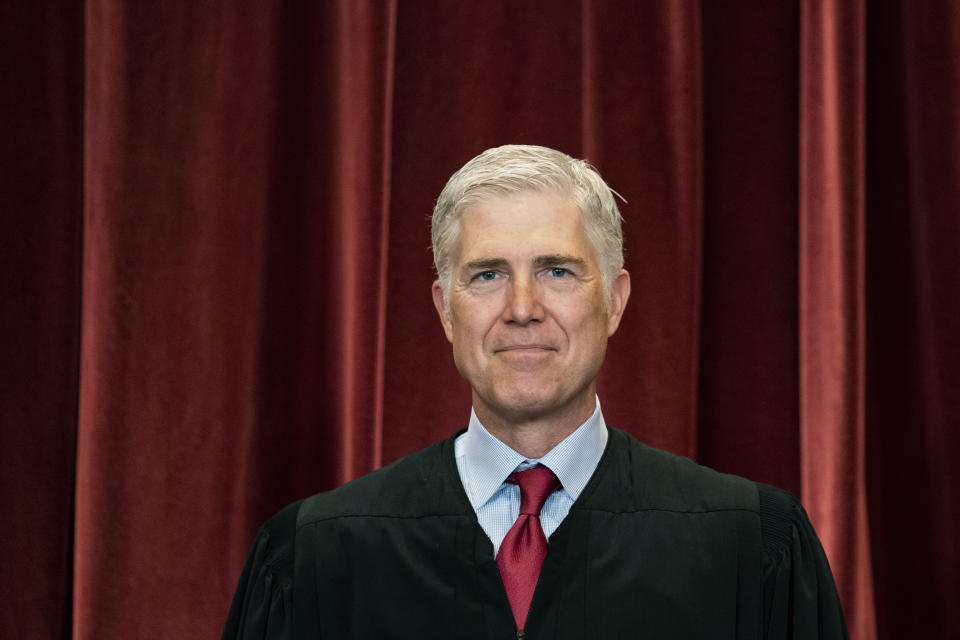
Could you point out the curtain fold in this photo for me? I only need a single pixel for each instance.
(832, 295)
(215, 241)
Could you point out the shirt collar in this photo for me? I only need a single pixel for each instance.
(489, 461)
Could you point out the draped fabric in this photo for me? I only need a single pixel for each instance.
(215, 284)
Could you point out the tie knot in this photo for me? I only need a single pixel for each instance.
(536, 485)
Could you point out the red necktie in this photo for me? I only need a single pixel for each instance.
(524, 547)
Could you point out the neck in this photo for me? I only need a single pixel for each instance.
(534, 436)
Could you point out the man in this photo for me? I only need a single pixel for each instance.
(538, 521)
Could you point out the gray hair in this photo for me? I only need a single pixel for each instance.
(513, 168)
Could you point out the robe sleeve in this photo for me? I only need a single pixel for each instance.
(800, 597)
(262, 607)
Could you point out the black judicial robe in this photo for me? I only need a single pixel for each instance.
(656, 546)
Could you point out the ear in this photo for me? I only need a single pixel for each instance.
(437, 292)
(619, 294)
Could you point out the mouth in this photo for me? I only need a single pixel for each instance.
(521, 348)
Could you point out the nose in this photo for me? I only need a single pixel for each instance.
(524, 304)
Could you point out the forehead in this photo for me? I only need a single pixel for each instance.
(523, 223)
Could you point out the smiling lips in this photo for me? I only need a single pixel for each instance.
(525, 347)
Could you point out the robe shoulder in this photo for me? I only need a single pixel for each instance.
(262, 606)
(799, 596)
(413, 486)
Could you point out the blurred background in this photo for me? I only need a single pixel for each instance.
(214, 270)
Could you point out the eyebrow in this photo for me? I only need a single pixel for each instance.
(485, 264)
(558, 260)
(541, 262)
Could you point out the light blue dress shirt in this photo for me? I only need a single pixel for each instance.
(485, 462)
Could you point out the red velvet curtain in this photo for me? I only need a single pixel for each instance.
(215, 276)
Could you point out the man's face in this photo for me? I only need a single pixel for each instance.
(527, 317)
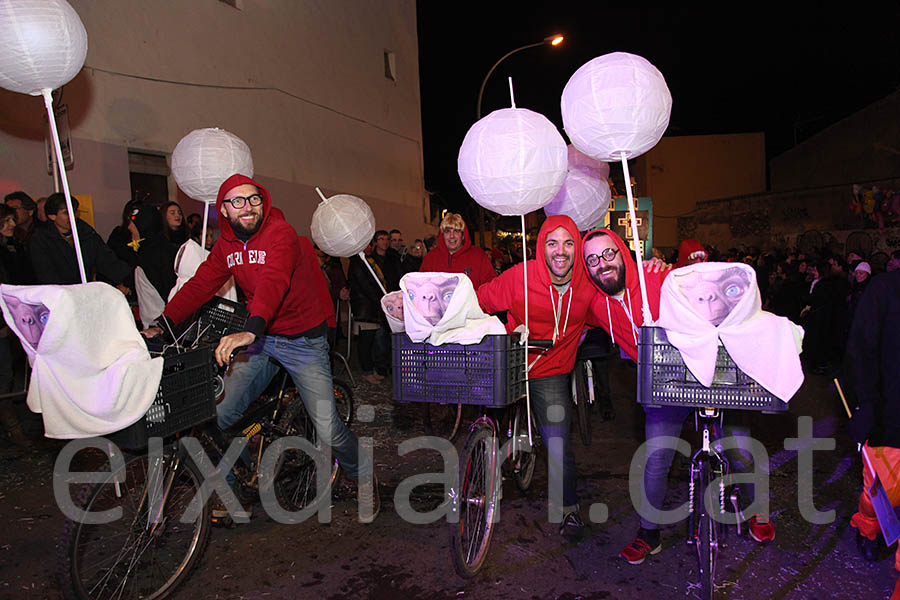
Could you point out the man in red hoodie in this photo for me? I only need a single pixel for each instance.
(617, 307)
(456, 254)
(558, 301)
(274, 269)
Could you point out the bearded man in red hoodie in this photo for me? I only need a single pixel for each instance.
(274, 269)
(617, 307)
(558, 301)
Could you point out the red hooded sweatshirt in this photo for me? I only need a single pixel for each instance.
(469, 259)
(272, 268)
(551, 315)
(622, 316)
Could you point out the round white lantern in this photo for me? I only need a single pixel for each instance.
(343, 225)
(512, 161)
(43, 46)
(584, 197)
(580, 160)
(205, 158)
(614, 104)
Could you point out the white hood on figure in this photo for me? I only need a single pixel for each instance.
(703, 303)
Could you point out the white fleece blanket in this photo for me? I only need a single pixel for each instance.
(442, 308)
(763, 345)
(189, 258)
(91, 372)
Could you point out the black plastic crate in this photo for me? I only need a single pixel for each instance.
(220, 317)
(664, 380)
(184, 399)
(490, 373)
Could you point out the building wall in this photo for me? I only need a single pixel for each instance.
(319, 111)
(863, 148)
(681, 171)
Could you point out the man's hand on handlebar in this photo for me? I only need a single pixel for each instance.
(229, 343)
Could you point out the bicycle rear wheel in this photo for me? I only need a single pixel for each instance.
(442, 419)
(479, 488)
(133, 556)
(581, 402)
(295, 473)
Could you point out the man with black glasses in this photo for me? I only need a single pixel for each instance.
(287, 322)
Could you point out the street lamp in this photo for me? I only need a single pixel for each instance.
(550, 40)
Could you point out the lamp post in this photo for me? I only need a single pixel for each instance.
(550, 40)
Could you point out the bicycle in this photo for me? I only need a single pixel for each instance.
(664, 380)
(164, 527)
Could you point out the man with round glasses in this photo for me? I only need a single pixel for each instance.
(287, 322)
(617, 307)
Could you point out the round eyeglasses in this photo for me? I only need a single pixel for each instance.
(608, 254)
(240, 201)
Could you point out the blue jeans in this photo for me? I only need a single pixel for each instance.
(668, 421)
(307, 362)
(551, 403)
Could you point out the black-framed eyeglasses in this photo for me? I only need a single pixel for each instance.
(608, 254)
(240, 201)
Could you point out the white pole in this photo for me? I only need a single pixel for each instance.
(527, 331)
(205, 219)
(645, 309)
(48, 102)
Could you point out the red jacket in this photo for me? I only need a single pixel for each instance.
(612, 314)
(549, 312)
(469, 259)
(273, 269)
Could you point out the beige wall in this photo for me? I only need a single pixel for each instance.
(681, 171)
(326, 116)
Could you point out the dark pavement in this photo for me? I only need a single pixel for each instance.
(528, 559)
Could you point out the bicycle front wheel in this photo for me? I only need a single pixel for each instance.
(479, 488)
(155, 544)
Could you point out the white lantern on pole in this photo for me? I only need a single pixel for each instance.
(584, 196)
(204, 159)
(512, 161)
(616, 107)
(616, 103)
(343, 225)
(44, 45)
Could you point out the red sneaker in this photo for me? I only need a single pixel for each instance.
(637, 551)
(761, 532)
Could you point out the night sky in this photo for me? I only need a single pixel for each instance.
(789, 71)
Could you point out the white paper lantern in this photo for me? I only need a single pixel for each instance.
(584, 197)
(43, 45)
(343, 225)
(205, 158)
(616, 103)
(580, 160)
(512, 161)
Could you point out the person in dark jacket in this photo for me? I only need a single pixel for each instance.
(52, 250)
(288, 316)
(869, 370)
(371, 324)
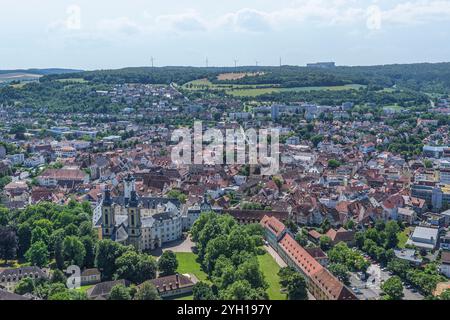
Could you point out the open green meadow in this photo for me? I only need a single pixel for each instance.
(242, 90)
(270, 270)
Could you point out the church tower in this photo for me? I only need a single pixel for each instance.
(134, 218)
(108, 218)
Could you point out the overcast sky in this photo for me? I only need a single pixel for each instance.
(95, 34)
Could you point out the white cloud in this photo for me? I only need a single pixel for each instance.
(122, 25)
(249, 20)
(184, 22)
(418, 12)
(359, 14)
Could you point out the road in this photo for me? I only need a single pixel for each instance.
(370, 288)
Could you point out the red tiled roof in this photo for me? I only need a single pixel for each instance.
(321, 277)
(273, 224)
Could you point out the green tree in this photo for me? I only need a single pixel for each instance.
(73, 251)
(296, 287)
(58, 277)
(26, 285)
(107, 252)
(325, 242)
(38, 254)
(202, 291)
(8, 243)
(168, 263)
(392, 228)
(393, 288)
(119, 292)
(89, 248)
(445, 295)
(135, 267)
(242, 290)
(333, 164)
(340, 271)
(147, 291)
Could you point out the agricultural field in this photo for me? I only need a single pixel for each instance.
(242, 90)
(73, 80)
(18, 76)
(237, 75)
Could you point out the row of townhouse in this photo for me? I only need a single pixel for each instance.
(321, 283)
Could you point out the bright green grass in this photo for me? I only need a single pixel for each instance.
(86, 288)
(260, 91)
(394, 107)
(76, 80)
(187, 264)
(270, 270)
(402, 237)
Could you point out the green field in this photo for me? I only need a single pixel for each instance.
(260, 91)
(403, 237)
(242, 90)
(187, 264)
(270, 270)
(75, 80)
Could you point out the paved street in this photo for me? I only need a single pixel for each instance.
(370, 288)
(183, 245)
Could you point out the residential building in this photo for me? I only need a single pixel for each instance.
(445, 263)
(9, 278)
(174, 285)
(424, 238)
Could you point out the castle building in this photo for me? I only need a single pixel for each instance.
(144, 222)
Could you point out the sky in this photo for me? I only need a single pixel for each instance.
(101, 34)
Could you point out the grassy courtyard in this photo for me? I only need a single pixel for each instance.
(270, 270)
(187, 264)
(403, 236)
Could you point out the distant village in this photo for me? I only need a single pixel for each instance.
(338, 182)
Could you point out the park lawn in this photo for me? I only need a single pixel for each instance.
(76, 80)
(85, 288)
(253, 92)
(187, 264)
(403, 236)
(270, 269)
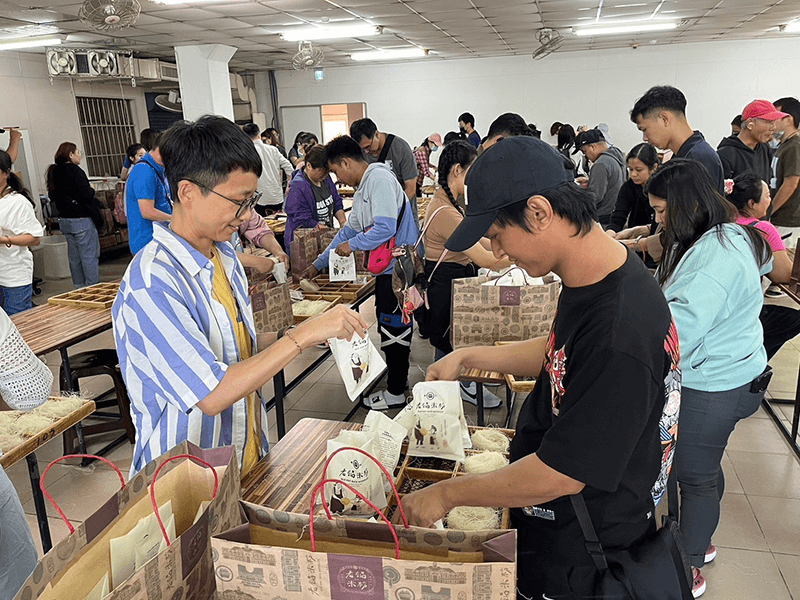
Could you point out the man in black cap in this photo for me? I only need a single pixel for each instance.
(607, 173)
(591, 425)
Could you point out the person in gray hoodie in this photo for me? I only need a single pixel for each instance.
(607, 174)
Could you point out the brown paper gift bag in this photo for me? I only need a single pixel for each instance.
(73, 568)
(484, 314)
(272, 306)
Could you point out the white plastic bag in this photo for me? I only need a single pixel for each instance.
(359, 363)
(356, 470)
(342, 268)
(435, 421)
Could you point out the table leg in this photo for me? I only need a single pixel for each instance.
(479, 400)
(279, 383)
(38, 503)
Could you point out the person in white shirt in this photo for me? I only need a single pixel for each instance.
(25, 383)
(19, 229)
(269, 184)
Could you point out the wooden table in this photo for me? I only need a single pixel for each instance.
(27, 450)
(284, 478)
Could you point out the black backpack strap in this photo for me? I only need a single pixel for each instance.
(593, 545)
(386, 145)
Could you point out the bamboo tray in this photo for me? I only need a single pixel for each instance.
(332, 298)
(31, 443)
(100, 295)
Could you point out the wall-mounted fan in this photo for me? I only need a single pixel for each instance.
(308, 57)
(103, 63)
(105, 15)
(61, 62)
(550, 41)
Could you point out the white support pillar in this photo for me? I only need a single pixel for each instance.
(204, 80)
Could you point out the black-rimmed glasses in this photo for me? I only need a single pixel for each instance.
(244, 205)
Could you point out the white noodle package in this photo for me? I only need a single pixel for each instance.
(359, 363)
(342, 268)
(435, 421)
(356, 470)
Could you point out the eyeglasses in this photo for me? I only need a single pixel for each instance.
(244, 205)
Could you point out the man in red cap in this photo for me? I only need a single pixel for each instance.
(749, 151)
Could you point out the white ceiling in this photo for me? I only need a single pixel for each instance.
(449, 29)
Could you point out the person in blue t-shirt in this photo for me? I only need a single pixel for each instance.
(146, 199)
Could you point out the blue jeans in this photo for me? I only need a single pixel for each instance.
(83, 248)
(16, 299)
(707, 420)
(17, 553)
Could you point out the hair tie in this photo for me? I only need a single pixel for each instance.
(728, 187)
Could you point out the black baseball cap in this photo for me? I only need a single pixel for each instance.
(590, 136)
(511, 171)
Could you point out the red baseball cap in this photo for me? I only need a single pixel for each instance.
(762, 109)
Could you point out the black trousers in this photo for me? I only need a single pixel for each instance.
(440, 299)
(395, 335)
(780, 324)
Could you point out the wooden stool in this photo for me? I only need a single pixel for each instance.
(89, 364)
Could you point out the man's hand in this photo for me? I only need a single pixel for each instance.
(447, 368)
(425, 507)
(343, 249)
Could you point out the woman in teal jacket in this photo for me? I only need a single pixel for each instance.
(710, 274)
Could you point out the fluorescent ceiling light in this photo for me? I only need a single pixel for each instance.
(618, 28)
(309, 34)
(389, 54)
(30, 43)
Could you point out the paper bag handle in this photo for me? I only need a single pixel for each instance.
(382, 468)
(153, 487)
(59, 459)
(321, 486)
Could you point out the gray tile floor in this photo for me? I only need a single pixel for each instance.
(758, 537)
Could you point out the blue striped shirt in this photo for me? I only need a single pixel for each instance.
(175, 343)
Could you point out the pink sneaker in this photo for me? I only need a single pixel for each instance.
(698, 583)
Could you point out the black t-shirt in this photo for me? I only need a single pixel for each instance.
(611, 361)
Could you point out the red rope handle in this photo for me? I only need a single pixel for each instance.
(382, 468)
(59, 459)
(321, 485)
(153, 487)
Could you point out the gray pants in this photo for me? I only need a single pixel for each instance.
(83, 249)
(707, 420)
(17, 553)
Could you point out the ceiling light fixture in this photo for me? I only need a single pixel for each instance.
(30, 43)
(389, 54)
(310, 34)
(618, 28)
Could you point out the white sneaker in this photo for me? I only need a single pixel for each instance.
(383, 401)
(469, 393)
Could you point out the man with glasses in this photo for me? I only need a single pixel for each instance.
(146, 198)
(750, 151)
(183, 325)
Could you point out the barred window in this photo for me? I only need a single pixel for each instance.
(107, 128)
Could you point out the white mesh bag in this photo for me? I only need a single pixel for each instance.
(25, 381)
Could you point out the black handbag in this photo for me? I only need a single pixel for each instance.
(656, 567)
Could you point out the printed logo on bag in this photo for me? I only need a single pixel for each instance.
(510, 296)
(258, 301)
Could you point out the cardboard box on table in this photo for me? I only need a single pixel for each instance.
(270, 557)
(484, 314)
(183, 571)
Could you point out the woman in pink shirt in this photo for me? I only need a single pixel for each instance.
(750, 196)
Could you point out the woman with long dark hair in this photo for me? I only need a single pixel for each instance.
(710, 273)
(750, 196)
(442, 217)
(19, 229)
(68, 187)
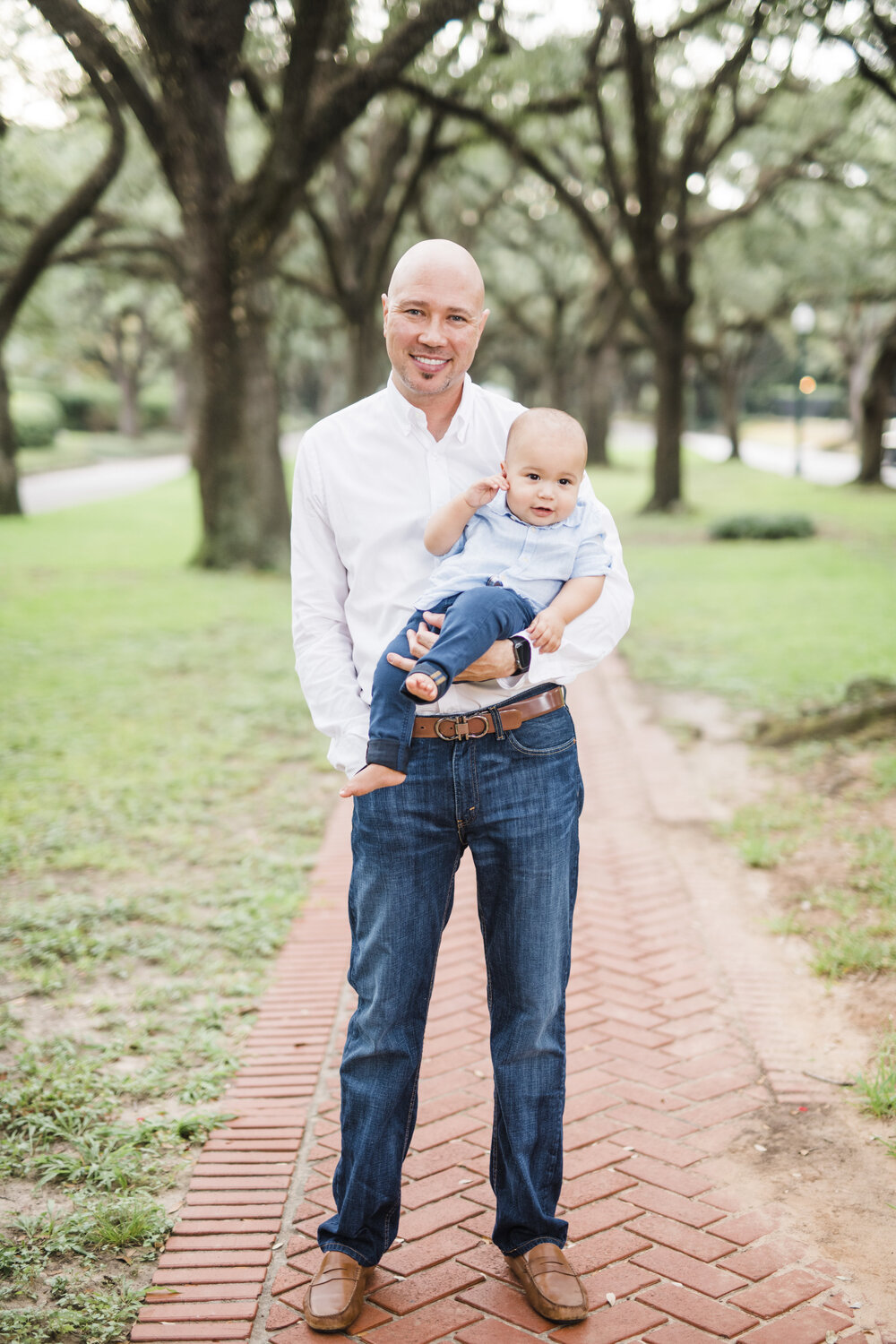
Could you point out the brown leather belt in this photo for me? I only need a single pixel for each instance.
(457, 728)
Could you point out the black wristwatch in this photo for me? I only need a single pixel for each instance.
(521, 653)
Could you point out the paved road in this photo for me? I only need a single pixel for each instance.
(48, 491)
(681, 1031)
(823, 468)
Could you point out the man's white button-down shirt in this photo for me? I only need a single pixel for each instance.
(367, 480)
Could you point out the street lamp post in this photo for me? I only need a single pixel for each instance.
(802, 322)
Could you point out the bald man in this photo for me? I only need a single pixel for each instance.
(492, 768)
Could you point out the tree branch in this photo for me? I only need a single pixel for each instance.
(72, 211)
(308, 126)
(94, 50)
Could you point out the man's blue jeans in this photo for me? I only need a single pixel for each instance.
(514, 798)
(473, 621)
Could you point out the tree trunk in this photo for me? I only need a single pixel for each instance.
(366, 357)
(729, 405)
(237, 445)
(598, 402)
(128, 382)
(876, 409)
(10, 502)
(669, 375)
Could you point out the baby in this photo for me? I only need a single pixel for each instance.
(532, 561)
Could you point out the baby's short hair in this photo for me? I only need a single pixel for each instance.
(549, 422)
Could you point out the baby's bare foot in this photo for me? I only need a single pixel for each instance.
(370, 779)
(422, 685)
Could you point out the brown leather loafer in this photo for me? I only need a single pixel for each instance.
(336, 1293)
(551, 1284)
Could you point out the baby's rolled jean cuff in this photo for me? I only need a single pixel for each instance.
(389, 752)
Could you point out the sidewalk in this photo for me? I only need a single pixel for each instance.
(678, 1038)
(48, 491)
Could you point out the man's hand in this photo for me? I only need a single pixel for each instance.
(482, 492)
(495, 661)
(547, 631)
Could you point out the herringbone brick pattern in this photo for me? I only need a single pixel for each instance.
(661, 1074)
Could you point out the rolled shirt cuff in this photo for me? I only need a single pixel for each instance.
(349, 753)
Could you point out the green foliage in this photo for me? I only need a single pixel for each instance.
(90, 405)
(770, 626)
(156, 405)
(35, 417)
(879, 1088)
(161, 795)
(761, 527)
(769, 831)
(97, 1316)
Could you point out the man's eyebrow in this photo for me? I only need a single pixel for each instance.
(424, 303)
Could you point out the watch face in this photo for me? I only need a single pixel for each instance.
(521, 653)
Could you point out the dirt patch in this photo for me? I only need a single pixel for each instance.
(820, 1160)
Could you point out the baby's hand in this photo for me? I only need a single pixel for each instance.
(547, 631)
(482, 492)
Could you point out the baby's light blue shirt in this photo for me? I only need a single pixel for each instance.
(532, 561)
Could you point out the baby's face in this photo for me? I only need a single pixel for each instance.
(543, 475)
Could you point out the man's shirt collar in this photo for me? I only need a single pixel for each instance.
(411, 417)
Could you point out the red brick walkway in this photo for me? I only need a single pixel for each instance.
(664, 1064)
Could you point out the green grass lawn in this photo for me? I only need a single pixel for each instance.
(769, 624)
(161, 798)
(163, 793)
(777, 625)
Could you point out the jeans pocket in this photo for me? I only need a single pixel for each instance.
(546, 736)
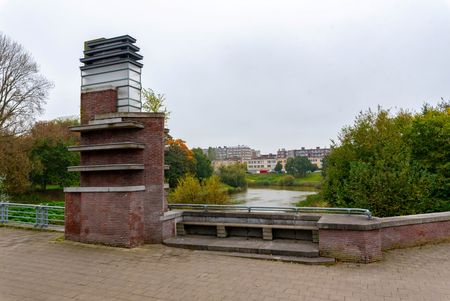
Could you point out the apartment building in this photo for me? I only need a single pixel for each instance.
(262, 164)
(242, 152)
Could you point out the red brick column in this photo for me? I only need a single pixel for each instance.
(97, 102)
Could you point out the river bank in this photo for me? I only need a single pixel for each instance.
(313, 179)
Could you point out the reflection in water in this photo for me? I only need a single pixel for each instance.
• • • • • • •
_Exercise description_
Copy the entries word for word, starting at the line that contains "Could you point out the man's eyebrow" and ending at the last line of the entries, and leave out the pictures.

_Response_
Could you point out the man's eyebrow in this photo for me? I only need a single pixel for each instance.
(424, 303)
Could you point out the watch face in this photo for me? I only need a single pixel for each instance.
(521, 653)
Could you point out the dirt patch in this photo for me? I only need a single pixel for each instance.
(820, 1160)
Could you point out the baby's hand in this photo for me? I only need a single pixel for each instance.
(547, 631)
(482, 492)
Could you point out the baby's light blue shirt in this photo for me? I only need a single pixel for each instance.
(532, 561)
Could you point out the baby's face in this photo for me? I only need a single pixel for each instance.
(543, 475)
Could you point out the man's shirt collar in this photo for me? I only need a single pixel for each instance.
(411, 417)
Could you point out the red brick walkway in this photo for me? I only need a single pixel for each instance.
(664, 1064)
Could you point out the green grass lawn in this photo for me? I only need a single pixel for each instance.
(769, 624)
(161, 798)
(163, 793)
(777, 625)
Could you point out the jeans pocket in this photo for me? I only need a single pixel for each instance.
(546, 736)
Could you point out the apartment building in this photo for me? I only need a single pixel for each instance.
(262, 164)
(242, 152)
Could you point out the red brick column in this photo for me? I only need a single pixel for each instance.
(97, 102)
Could you point out the river bank in this photo for me? I only need a single pixel for each instance.
(313, 179)
Could you point out the reflection in water in this photo for me? I only need a single pixel for each instance.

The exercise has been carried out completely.